*Exercise instructions*
Copy every line of the following data that includes the string "turquoise".

*Data records*
================
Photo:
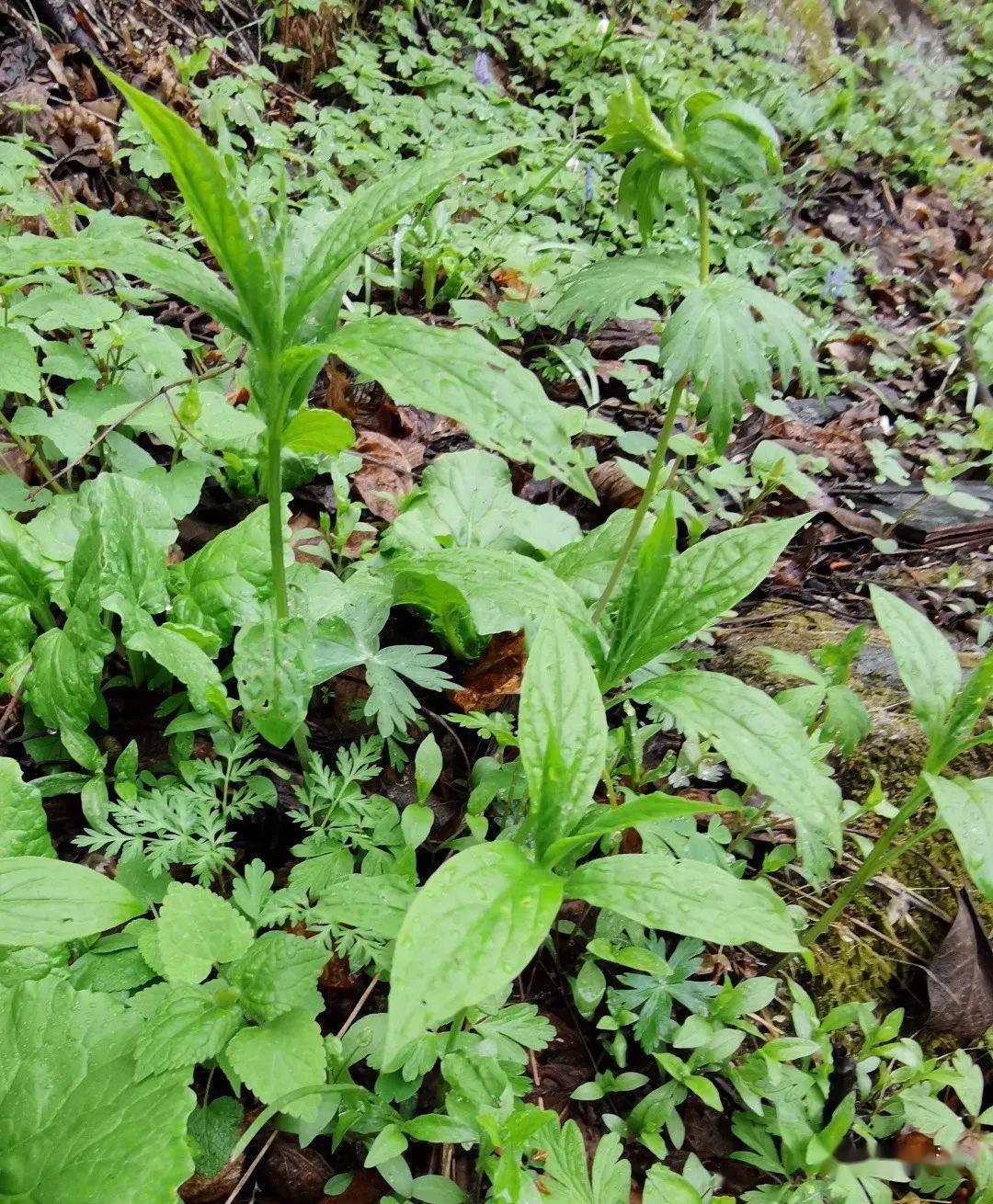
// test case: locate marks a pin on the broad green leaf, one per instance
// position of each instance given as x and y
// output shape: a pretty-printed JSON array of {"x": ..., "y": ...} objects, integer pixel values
[
  {"x": 369, "y": 213},
  {"x": 220, "y": 210},
  {"x": 691, "y": 898},
  {"x": 19, "y": 371},
  {"x": 163, "y": 267},
  {"x": 928, "y": 666},
  {"x": 464, "y": 500},
  {"x": 223, "y": 585},
  {"x": 606, "y": 290},
  {"x": 23, "y": 589},
  {"x": 660, "y": 609},
  {"x": 279, "y": 973},
  {"x": 472, "y": 927},
  {"x": 274, "y": 666},
  {"x": 281, "y": 1056},
  {"x": 763, "y": 745},
  {"x": 966, "y": 808},
  {"x": 472, "y": 593},
  {"x": 197, "y": 931},
  {"x": 714, "y": 338},
  {"x": 460, "y": 375},
  {"x": 318, "y": 432},
  {"x": 23, "y": 823},
  {"x": 562, "y": 733},
  {"x": 47, "y": 902},
  {"x": 77, "y": 1126},
  {"x": 187, "y": 1028}
]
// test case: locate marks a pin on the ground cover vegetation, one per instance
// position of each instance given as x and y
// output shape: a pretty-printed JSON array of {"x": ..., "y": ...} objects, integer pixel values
[{"x": 405, "y": 412}]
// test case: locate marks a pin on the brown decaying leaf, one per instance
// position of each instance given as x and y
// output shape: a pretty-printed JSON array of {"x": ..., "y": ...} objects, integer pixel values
[
  {"x": 496, "y": 676},
  {"x": 961, "y": 977}
]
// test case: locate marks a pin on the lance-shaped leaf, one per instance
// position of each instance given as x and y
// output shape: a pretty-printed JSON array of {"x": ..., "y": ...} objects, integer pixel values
[
  {"x": 562, "y": 731},
  {"x": 691, "y": 898},
  {"x": 472, "y": 928},
  {"x": 369, "y": 213},
  {"x": 217, "y": 207},
  {"x": 602, "y": 290},
  {"x": 763, "y": 745},
  {"x": 966, "y": 808},
  {"x": 462, "y": 376},
  {"x": 666, "y": 603},
  {"x": 722, "y": 336}
]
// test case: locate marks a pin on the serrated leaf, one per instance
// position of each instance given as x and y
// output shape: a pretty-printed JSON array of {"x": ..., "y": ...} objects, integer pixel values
[
  {"x": 460, "y": 375},
  {"x": 76, "y": 1125},
  {"x": 472, "y": 927},
  {"x": 763, "y": 745},
  {"x": 274, "y": 666},
  {"x": 279, "y": 1057},
  {"x": 691, "y": 898},
  {"x": 279, "y": 973},
  {"x": 187, "y": 1028},
  {"x": 23, "y": 823},
  {"x": 47, "y": 902},
  {"x": 562, "y": 733},
  {"x": 197, "y": 931}
]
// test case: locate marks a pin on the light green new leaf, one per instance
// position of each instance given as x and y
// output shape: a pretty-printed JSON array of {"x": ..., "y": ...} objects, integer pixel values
[
  {"x": 187, "y": 1028},
  {"x": 716, "y": 340},
  {"x": 605, "y": 290},
  {"x": 966, "y": 808},
  {"x": 763, "y": 745},
  {"x": 472, "y": 928},
  {"x": 197, "y": 931},
  {"x": 274, "y": 664},
  {"x": 19, "y": 369},
  {"x": 658, "y": 610},
  {"x": 23, "y": 823},
  {"x": 47, "y": 902},
  {"x": 369, "y": 213},
  {"x": 460, "y": 375},
  {"x": 282, "y": 1056},
  {"x": 562, "y": 733},
  {"x": 928, "y": 666},
  {"x": 76, "y": 1123},
  {"x": 691, "y": 898},
  {"x": 318, "y": 432},
  {"x": 278, "y": 974},
  {"x": 220, "y": 210}
]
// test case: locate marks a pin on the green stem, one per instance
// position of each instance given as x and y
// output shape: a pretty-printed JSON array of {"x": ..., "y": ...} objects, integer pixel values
[
  {"x": 702, "y": 214},
  {"x": 651, "y": 486}
]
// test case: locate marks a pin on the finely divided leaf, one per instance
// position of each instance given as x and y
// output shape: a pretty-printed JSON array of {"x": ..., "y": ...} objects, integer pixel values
[
  {"x": 472, "y": 928},
  {"x": 691, "y": 898}
]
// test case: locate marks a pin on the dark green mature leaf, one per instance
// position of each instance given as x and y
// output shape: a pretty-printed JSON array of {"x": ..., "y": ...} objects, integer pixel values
[
  {"x": 23, "y": 823},
  {"x": 714, "y": 338},
  {"x": 691, "y": 898},
  {"x": 47, "y": 902},
  {"x": 562, "y": 733},
  {"x": 473, "y": 927},
  {"x": 218, "y": 209},
  {"x": 369, "y": 213},
  {"x": 763, "y": 745},
  {"x": 163, "y": 267},
  {"x": 928, "y": 666},
  {"x": 966, "y": 808},
  {"x": 77, "y": 1126},
  {"x": 605, "y": 290},
  {"x": 659, "y": 609},
  {"x": 274, "y": 666},
  {"x": 462, "y": 376}
]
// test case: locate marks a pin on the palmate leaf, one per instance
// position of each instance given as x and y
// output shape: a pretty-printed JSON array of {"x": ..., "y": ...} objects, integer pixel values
[
  {"x": 602, "y": 290},
  {"x": 462, "y": 376},
  {"x": 722, "y": 336}
]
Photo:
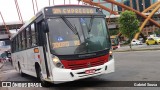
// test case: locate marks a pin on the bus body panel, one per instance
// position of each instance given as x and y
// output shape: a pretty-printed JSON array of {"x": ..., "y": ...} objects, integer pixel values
[
  {"x": 64, "y": 75},
  {"x": 27, "y": 59}
]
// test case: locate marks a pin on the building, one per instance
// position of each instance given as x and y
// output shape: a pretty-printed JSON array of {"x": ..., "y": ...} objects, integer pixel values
[{"x": 139, "y": 5}]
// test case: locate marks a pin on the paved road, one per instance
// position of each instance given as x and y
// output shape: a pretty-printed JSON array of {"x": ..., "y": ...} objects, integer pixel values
[
  {"x": 130, "y": 66},
  {"x": 139, "y": 47}
]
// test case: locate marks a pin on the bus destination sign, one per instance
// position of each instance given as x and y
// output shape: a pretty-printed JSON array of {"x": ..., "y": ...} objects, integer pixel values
[{"x": 74, "y": 10}]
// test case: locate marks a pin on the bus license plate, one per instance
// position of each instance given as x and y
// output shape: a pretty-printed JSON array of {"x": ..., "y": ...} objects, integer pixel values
[{"x": 90, "y": 71}]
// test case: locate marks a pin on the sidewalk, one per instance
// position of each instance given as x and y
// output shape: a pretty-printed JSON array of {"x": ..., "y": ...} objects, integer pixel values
[{"x": 138, "y": 48}]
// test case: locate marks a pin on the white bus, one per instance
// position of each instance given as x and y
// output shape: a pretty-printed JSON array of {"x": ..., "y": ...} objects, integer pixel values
[{"x": 62, "y": 44}]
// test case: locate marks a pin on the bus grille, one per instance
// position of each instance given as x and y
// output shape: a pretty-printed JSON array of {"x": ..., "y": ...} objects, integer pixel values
[{"x": 80, "y": 64}]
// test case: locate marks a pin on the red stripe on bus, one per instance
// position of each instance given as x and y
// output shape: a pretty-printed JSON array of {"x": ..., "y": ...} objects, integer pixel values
[{"x": 85, "y": 63}]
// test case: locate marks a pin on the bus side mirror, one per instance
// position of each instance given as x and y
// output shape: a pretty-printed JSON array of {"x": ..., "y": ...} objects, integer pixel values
[{"x": 45, "y": 27}]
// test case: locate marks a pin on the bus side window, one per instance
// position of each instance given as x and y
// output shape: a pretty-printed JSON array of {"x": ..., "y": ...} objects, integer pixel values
[
  {"x": 28, "y": 37},
  {"x": 33, "y": 35},
  {"x": 23, "y": 39}
]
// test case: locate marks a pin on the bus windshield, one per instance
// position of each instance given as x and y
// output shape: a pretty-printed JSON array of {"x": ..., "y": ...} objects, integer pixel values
[{"x": 69, "y": 36}]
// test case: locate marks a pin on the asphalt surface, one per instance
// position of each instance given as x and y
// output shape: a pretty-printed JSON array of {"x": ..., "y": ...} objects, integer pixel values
[
  {"x": 138, "y": 48},
  {"x": 129, "y": 66}
]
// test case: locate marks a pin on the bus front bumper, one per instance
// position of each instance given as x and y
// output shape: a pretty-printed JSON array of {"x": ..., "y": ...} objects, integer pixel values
[{"x": 67, "y": 75}]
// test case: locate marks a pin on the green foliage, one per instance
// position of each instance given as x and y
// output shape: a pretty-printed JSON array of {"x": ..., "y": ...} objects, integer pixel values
[{"x": 128, "y": 24}]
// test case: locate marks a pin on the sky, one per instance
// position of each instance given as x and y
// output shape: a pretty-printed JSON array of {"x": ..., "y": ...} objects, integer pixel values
[{"x": 9, "y": 11}]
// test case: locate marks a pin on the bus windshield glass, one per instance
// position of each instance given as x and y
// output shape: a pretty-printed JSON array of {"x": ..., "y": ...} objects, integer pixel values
[{"x": 69, "y": 36}]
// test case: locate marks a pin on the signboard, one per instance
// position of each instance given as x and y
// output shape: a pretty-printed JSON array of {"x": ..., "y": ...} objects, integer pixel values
[{"x": 72, "y": 10}]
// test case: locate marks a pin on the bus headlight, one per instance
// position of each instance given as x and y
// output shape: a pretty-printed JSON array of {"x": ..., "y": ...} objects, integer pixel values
[
  {"x": 57, "y": 62},
  {"x": 110, "y": 55}
]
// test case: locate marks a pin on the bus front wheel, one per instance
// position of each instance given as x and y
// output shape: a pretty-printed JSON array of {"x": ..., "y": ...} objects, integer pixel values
[{"x": 40, "y": 77}]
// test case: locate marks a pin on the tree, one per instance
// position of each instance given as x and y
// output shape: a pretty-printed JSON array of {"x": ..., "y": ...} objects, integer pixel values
[{"x": 128, "y": 24}]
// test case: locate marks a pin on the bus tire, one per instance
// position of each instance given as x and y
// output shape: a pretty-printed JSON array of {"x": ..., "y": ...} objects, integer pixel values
[
  {"x": 40, "y": 77},
  {"x": 20, "y": 70}
]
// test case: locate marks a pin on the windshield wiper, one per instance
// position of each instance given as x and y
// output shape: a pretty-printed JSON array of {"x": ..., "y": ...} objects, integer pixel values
[
  {"x": 68, "y": 23},
  {"x": 90, "y": 24}
]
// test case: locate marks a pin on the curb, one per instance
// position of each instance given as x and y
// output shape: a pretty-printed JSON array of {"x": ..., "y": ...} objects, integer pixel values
[{"x": 128, "y": 50}]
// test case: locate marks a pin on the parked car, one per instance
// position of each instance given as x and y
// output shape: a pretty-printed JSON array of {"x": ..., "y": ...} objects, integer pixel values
[
  {"x": 136, "y": 42},
  {"x": 152, "y": 40}
]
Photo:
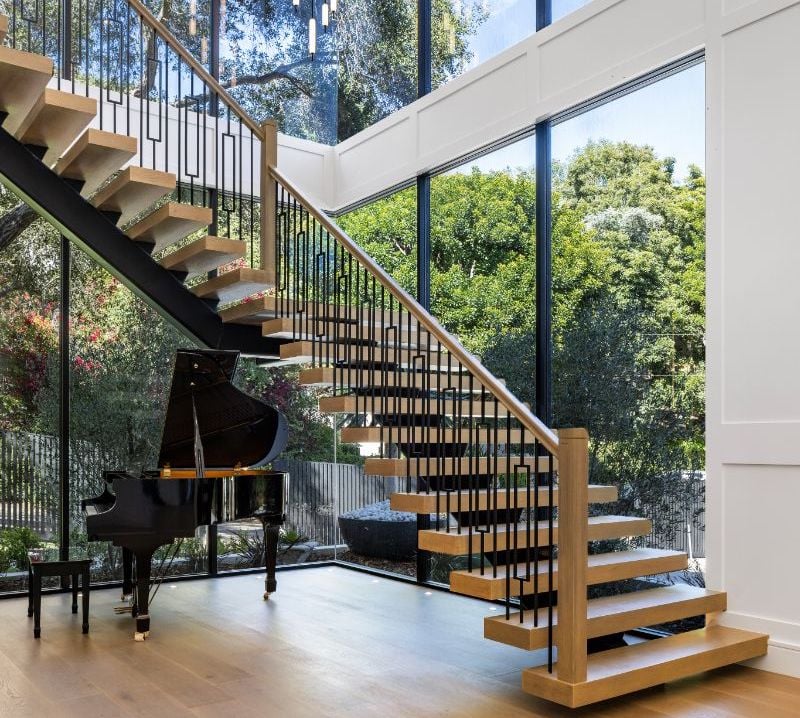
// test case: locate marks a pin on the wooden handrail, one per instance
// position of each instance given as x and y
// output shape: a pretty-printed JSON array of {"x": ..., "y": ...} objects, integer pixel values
[
  {"x": 521, "y": 412},
  {"x": 190, "y": 60}
]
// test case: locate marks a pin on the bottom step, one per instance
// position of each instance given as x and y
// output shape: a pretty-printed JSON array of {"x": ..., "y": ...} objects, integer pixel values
[{"x": 632, "y": 668}]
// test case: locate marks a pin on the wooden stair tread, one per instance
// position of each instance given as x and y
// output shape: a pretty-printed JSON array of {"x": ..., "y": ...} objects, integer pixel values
[
  {"x": 459, "y": 466},
  {"x": 483, "y": 499},
  {"x": 169, "y": 224},
  {"x": 400, "y": 354},
  {"x": 304, "y": 326},
  {"x": 204, "y": 255},
  {"x": 234, "y": 285},
  {"x": 651, "y": 663},
  {"x": 602, "y": 568},
  {"x": 133, "y": 191},
  {"x": 55, "y": 122},
  {"x": 433, "y": 435},
  {"x": 23, "y": 79},
  {"x": 268, "y": 307},
  {"x": 608, "y": 615},
  {"x": 351, "y": 404},
  {"x": 94, "y": 157},
  {"x": 364, "y": 378},
  {"x": 459, "y": 544}
]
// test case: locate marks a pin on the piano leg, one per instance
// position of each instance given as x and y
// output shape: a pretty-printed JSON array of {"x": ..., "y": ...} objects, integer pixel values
[
  {"x": 143, "y": 568},
  {"x": 271, "y": 535},
  {"x": 127, "y": 573}
]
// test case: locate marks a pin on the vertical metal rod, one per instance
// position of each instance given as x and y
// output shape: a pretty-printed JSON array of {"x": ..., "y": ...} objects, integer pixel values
[
  {"x": 544, "y": 13},
  {"x": 64, "y": 405},
  {"x": 66, "y": 44}
]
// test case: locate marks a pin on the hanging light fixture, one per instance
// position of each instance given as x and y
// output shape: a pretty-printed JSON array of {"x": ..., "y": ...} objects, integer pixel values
[{"x": 327, "y": 16}]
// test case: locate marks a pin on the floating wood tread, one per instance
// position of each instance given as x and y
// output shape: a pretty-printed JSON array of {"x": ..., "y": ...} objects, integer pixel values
[
  {"x": 351, "y": 404},
  {"x": 608, "y": 615},
  {"x": 602, "y": 568},
  {"x": 259, "y": 310},
  {"x": 323, "y": 351},
  {"x": 169, "y": 224},
  {"x": 23, "y": 79},
  {"x": 457, "y": 466},
  {"x": 485, "y": 499},
  {"x": 55, "y": 122},
  {"x": 458, "y": 544},
  {"x": 450, "y": 380},
  {"x": 651, "y": 663},
  {"x": 432, "y": 435},
  {"x": 133, "y": 191},
  {"x": 204, "y": 254},
  {"x": 234, "y": 285},
  {"x": 305, "y": 326},
  {"x": 95, "y": 157}
]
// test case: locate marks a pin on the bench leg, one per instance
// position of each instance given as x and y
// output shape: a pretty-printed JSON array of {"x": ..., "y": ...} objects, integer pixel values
[
  {"x": 30, "y": 591},
  {"x": 85, "y": 589}
]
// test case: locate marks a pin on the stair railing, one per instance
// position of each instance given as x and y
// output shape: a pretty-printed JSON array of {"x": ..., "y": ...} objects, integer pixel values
[
  {"x": 393, "y": 364},
  {"x": 149, "y": 85}
]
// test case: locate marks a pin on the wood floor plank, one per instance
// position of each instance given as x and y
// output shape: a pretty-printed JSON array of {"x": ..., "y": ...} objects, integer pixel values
[{"x": 331, "y": 642}]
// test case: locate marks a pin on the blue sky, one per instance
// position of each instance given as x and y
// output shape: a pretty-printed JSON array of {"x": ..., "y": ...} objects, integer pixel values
[{"x": 668, "y": 115}]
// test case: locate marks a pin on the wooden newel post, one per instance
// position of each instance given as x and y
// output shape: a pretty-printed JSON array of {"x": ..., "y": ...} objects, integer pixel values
[
  {"x": 573, "y": 553},
  {"x": 269, "y": 158}
]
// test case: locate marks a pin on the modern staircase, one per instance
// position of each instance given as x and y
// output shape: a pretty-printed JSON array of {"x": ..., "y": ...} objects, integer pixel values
[{"x": 160, "y": 184}]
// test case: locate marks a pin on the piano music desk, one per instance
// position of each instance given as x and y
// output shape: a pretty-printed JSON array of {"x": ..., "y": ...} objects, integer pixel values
[{"x": 72, "y": 568}]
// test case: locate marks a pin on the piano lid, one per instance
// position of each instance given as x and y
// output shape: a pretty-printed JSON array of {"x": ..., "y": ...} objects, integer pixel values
[{"x": 235, "y": 428}]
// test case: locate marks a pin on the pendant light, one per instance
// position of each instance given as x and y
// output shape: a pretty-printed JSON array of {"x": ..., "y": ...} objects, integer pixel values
[{"x": 327, "y": 15}]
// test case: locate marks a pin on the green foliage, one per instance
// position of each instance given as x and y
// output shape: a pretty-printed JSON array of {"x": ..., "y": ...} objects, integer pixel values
[
  {"x": 311, "y": 435},
  {"x": 14, "y": 545}
]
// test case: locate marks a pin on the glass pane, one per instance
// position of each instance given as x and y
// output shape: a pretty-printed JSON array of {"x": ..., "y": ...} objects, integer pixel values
[
  {"x": 265, "y": 63},
  {"x": 629, "y": 301},
  {"x": 377, "y": 61},
  {"x": 30, "y": 275},
  {"x": 466, "y": 33},
  {"x": 483, "y": 271},
  {"x": 121, "y": 357},
  {"x": 387, "y": 230},
  {"x": 309, "y": 531}
]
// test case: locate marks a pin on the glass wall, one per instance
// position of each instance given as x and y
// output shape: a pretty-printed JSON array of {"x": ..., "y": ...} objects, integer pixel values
[
  {"x": 466, "y": 33},
  {"x": 483, "y": 259},
  {"x": 629, "y": 299},
  {"x": 30, "y": 278}
]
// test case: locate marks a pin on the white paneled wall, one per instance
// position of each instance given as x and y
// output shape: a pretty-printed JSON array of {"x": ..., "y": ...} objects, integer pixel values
[
  {"x": 753, "y": 334},
  {"x": 753, "y": 151}
]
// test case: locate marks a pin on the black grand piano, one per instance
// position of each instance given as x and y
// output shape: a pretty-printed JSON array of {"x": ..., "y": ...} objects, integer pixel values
[{"x": 214, "y": 443}]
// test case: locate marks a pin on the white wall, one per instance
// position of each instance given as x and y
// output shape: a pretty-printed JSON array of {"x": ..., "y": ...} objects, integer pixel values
[{"x": 753, "y": 295}]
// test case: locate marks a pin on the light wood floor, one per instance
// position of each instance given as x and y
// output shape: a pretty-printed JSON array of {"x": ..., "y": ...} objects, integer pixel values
[{"x": 332, "y": 642}]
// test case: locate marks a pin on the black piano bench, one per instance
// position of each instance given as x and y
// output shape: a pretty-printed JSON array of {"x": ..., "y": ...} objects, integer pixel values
[{"x": 73, "y": 569}]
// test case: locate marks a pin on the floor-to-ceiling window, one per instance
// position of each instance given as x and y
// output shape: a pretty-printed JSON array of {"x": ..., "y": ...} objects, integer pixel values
[
  {"x": 628, "y": 249},
  {"x": 30, "y": 386}
]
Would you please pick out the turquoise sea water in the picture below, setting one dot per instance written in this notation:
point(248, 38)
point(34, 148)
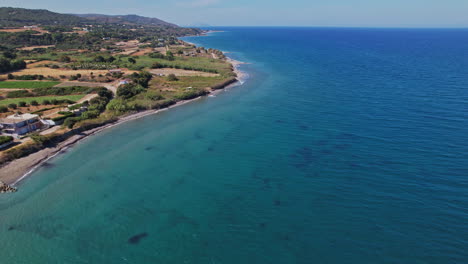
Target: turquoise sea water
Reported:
point(344, 146)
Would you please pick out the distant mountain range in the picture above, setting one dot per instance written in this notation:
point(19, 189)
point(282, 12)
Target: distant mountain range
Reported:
point(12, 17)
point(126, 19)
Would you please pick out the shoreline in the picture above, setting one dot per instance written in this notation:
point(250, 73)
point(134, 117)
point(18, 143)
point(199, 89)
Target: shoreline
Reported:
point(18, 170)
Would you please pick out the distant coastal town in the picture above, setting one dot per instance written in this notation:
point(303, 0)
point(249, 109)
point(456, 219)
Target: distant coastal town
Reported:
point(65, 77)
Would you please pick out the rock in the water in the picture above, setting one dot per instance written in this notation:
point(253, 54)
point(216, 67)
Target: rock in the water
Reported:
point(5, 188)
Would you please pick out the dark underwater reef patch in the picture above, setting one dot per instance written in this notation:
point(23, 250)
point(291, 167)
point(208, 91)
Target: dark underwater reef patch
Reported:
================
*Answer*
Would you please pick out the turquoise sea water in the picture below, setting one dot per instance written in this notation:
Target: turquoise sea water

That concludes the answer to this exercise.